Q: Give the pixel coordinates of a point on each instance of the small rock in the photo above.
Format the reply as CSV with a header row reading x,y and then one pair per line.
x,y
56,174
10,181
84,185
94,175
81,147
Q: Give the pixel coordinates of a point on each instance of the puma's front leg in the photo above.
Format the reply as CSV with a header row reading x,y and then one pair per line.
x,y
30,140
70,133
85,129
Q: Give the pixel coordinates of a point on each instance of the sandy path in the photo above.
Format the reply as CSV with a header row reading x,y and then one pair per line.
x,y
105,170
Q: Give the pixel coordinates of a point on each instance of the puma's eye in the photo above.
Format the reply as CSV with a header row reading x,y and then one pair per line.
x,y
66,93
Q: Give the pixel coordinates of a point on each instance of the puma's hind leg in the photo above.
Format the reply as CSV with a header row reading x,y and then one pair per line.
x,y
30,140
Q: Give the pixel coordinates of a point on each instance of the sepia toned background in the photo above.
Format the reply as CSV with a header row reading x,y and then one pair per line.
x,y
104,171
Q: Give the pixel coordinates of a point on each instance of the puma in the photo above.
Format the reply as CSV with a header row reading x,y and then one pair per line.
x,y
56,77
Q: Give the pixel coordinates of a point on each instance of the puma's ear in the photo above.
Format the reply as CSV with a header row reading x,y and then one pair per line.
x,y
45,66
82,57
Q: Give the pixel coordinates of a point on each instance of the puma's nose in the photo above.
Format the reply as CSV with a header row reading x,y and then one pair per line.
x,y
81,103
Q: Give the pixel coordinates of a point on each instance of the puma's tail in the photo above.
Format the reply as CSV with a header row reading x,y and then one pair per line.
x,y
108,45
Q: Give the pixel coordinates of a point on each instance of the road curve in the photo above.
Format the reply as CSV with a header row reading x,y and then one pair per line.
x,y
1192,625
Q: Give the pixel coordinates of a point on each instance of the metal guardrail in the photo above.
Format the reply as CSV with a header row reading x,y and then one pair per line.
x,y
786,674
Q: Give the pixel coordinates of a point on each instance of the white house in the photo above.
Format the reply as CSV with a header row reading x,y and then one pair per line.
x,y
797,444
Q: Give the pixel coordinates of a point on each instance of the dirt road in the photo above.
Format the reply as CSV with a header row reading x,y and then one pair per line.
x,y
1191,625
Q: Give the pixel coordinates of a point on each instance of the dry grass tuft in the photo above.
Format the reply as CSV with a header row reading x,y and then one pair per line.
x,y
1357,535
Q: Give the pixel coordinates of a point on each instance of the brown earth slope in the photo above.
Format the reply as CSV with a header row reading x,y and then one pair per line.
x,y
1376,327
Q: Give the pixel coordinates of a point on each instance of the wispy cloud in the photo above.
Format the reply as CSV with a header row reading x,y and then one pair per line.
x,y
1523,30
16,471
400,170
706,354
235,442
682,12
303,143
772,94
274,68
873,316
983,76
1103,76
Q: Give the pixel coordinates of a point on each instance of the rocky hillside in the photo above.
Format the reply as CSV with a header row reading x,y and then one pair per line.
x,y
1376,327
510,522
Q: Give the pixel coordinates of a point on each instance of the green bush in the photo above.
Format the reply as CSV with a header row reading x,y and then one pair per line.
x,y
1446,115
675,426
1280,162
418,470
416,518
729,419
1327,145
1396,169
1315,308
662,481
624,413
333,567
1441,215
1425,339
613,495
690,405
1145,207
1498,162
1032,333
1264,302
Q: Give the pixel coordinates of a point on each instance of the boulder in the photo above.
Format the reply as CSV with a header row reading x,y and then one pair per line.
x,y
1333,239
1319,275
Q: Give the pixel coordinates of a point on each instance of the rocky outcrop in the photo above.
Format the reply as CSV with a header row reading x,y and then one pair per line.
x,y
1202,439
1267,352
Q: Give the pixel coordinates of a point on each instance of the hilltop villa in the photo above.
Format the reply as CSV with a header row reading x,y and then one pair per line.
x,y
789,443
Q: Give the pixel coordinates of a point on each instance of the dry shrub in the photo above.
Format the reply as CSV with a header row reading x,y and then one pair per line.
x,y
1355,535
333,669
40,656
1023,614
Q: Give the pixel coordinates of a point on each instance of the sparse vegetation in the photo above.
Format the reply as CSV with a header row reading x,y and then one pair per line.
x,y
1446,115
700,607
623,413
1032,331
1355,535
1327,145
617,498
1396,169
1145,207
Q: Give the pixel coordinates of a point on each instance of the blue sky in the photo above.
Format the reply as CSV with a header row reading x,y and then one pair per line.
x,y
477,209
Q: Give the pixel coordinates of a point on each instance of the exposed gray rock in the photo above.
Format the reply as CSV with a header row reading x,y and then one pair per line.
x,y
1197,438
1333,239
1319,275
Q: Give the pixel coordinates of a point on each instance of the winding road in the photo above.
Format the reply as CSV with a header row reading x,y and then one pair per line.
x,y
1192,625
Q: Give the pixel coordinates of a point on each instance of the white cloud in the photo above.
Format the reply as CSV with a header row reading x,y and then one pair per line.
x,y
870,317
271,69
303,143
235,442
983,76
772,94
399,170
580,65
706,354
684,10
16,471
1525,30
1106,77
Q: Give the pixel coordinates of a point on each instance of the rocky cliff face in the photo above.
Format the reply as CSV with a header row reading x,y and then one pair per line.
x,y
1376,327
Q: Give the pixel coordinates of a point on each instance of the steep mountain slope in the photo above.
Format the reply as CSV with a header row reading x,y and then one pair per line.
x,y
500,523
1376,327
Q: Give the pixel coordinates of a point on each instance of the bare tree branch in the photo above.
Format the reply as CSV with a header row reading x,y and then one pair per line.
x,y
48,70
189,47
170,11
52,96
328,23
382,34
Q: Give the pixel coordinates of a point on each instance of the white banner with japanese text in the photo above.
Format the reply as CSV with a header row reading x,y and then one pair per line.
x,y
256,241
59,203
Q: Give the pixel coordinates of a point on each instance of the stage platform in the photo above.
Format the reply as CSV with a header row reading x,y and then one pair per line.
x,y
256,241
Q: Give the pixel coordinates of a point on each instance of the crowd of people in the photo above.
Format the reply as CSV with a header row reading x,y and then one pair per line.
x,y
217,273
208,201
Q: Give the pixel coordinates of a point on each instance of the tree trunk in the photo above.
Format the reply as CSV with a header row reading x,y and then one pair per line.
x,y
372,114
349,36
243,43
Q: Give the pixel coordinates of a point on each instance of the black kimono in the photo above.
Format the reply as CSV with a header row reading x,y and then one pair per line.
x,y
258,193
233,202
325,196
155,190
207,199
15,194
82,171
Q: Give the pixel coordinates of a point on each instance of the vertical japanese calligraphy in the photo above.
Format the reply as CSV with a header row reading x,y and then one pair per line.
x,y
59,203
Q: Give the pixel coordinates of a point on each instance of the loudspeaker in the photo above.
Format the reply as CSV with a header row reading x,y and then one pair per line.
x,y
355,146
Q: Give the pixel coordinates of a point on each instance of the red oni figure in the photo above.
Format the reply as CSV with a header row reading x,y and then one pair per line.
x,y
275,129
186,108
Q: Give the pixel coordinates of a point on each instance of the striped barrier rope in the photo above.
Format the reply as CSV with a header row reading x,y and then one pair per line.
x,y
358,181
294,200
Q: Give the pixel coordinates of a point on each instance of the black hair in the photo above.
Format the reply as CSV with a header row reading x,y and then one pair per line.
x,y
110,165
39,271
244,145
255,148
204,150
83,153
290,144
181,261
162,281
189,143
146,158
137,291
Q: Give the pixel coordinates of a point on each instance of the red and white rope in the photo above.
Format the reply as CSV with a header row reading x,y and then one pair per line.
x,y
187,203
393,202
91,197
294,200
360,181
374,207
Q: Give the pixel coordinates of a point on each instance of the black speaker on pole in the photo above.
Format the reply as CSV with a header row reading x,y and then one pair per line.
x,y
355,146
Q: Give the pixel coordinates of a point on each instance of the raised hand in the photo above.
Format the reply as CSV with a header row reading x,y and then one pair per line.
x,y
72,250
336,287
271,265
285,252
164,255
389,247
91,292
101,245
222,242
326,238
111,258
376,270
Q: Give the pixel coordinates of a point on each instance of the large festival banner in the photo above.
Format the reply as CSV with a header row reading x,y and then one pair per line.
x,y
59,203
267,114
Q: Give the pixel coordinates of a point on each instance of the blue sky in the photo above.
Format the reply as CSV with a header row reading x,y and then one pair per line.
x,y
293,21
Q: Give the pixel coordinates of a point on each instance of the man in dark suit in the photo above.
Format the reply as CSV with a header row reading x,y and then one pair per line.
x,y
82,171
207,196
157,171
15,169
==============================
**Problem description**
From the data above, copy each line that holds "road".

**Exercise output**
Q: Give the pixel coordinates of a point on each instance of the road curve in the photo above.
Q: Give the pixel coordinates of a point on each instance of the dirt road in the photo above.
Q: Give the pixel coordinates of a point on each instance of the winding road in the photo above.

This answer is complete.